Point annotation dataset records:
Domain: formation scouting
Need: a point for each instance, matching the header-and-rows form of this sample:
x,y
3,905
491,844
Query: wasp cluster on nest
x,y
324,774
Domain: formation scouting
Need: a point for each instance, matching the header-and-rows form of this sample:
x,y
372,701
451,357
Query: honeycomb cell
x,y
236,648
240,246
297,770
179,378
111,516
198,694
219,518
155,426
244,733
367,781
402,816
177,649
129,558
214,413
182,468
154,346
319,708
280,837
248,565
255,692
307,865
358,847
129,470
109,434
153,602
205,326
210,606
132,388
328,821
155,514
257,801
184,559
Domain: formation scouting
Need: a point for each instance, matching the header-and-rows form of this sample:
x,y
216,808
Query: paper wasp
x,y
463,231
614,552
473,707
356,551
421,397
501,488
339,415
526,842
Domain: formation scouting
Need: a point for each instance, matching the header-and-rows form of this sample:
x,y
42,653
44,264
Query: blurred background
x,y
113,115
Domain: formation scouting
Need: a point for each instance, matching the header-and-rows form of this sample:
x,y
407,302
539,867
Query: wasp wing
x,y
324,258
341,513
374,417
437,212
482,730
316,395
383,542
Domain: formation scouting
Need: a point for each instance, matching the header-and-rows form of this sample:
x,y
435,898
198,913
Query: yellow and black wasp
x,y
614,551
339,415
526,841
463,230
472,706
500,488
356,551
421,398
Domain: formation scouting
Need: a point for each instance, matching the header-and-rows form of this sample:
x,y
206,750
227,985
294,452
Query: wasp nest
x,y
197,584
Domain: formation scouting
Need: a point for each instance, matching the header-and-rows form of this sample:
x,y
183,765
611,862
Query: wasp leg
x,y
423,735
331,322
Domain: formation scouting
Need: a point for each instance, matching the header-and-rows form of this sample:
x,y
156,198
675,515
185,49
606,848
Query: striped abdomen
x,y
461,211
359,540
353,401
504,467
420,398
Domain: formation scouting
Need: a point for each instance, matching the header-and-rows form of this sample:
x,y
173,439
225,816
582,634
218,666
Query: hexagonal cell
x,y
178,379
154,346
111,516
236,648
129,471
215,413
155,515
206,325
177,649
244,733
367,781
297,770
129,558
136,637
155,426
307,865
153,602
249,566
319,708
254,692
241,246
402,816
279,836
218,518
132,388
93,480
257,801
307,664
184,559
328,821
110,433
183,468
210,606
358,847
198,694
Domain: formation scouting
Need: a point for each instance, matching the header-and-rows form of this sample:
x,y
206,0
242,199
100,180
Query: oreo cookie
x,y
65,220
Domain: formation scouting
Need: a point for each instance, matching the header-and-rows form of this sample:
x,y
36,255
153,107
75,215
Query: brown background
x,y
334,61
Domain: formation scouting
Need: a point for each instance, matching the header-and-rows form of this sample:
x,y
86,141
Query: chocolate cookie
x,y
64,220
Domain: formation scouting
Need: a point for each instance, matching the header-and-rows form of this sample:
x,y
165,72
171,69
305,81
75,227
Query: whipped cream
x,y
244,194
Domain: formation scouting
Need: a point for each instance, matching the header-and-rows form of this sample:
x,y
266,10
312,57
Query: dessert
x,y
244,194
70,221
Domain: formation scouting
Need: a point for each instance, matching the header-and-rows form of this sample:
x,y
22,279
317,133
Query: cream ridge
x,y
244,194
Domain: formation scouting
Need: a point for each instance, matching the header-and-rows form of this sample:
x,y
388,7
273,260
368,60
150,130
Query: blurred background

▶ **DESCRIPTION OF THE TASK**
Reproduce the material precisely, including every line.

▶ **TASK SOLUTION**
Domain: formation scouting
Need: a point for each instance, matching the header-and-rows form of this sample:
x,y
3,905
491,844
Query: wasp cluster on nest
x,y
324,774
Domain: formation scouting
Need: a point for each instance, matching the header-and-rows form of this sample:
x,y
372,701
451,357
Query: honeycomb cell
x,y
236,648
240,246
297,770
179,378
111,516
198,694
219,518
155,426
244,733
367,781
402,816
177,649
129,558
214,413
182,468
154,346
319,708
280,837
248,565
255,692
307,865
358,847
129,470
109,434
153,602
205,326
210,606
132,388
328,821
155,514
257,801
184,559
Domain: formation scouting
Need: a point for each instance, matching the header-and-rows form of this sample:
x,y
216,808
Query: paper wasp
x,y
463,231
614,552
473,707
356,551
421,397
501,488
339,415
526,842
Domain: formation scouting
Need: a point for each instance, matching the header-and-rows form of this sample:
x,y
42,653
44,264
Query: blurred background
x,y
113,115
Domain: formation scouting
Need: a point for each instance, matching the header-and-rows form of this sample:
x,y
407,302
539,867
Query: wasp wing
x,y
324,258
341,513
374,417
437,212
482,730
316,395
383,542
Domain: formation scouting
Need: a point for each instance, matching the header-and-rows form of this sample:
x,y
435,898
198,913
Query: yellow and black wasp
x,y
614,551
339,415
526,841
463,230
472,706
500,488
356,551
421,398
Domain: formation scouting
Need: a point for each instance, matching the header-and-rows form of this sample:
x,y
206,750
227,985
294,452
Query: wasp nest
x,y
197,584
Domain: formation scouting
Need: a point for each instance, matching the header-and-rows form of this sample:
x,y
183,765
611,862
Query: wasp leg
x,y
423,735
331,322
Domain: formation scouting
Need: a point for each instance, matching the header-and-rows form of this sample:
x,y
156,198
675,515
185,49
606,848
Query: striped abdomen
x,y
461,211
359,540
353,401
504,467
420,398
Domain: formation scouting
Need: a point for each instance, matching the header-and-rows form of this sample:
x,y
173,439
225,816
582,634
218,666
Query: hexagonal cell
x,y
178,379
154,346
111,516
236,648
129,471
215,413
155,515
206,325
177,649
244,733
367,781
297,770
129,558
136,637
155,426
307,865
153,602
249,566
319,708
254,692
241,246
402,816
279,836
218,518
132,388
93,480
257,801
307,664
184,559
328,821
110,433
183,468
210,606
358,847
198,694
Domain: formation scouting
Need: a point for each instance, matching the header-and-rows form of this sample:
x,y
206,0
242,199
100,180
Query: oreo cookie
x,y
65,220
Domain: formation scouting
Need: a point for each instance, matching the header-and-rows form of this sample:
x,y
36,255
153,107
75,215
Query: brown background
x,y
334,61
Domain: formation scouting
Need: a point for each instance, matching the header-and-rows form of this sample:
x,y
86,141
Query: chocolate cookie
x,y
64,220
Domain: formation scouting
Need: a point for each instance, matching the header-and-rows form of this sample:
x,y
165,72
171,69
305,81
75,227
Query: whipped cream
x,y
244,194
Domain: formation scouting
Need: a point for each instance, matching the header-and-rows form of this sample:
x,y
266,10
312,57
Query: dessert
x,y
244,194
70,221
Domain: formation scouting
Need: a point for each instance, matching the header-and-rows form of this sample:
x,y
22,279
317,133
Query: cream ridge
x,y
244,194
Domain: formation scouting
Need: a point for each instance, matching the header-and-rows form of this sample:
x,y
388,7
273,260
368,60
150,130
Query: blurred background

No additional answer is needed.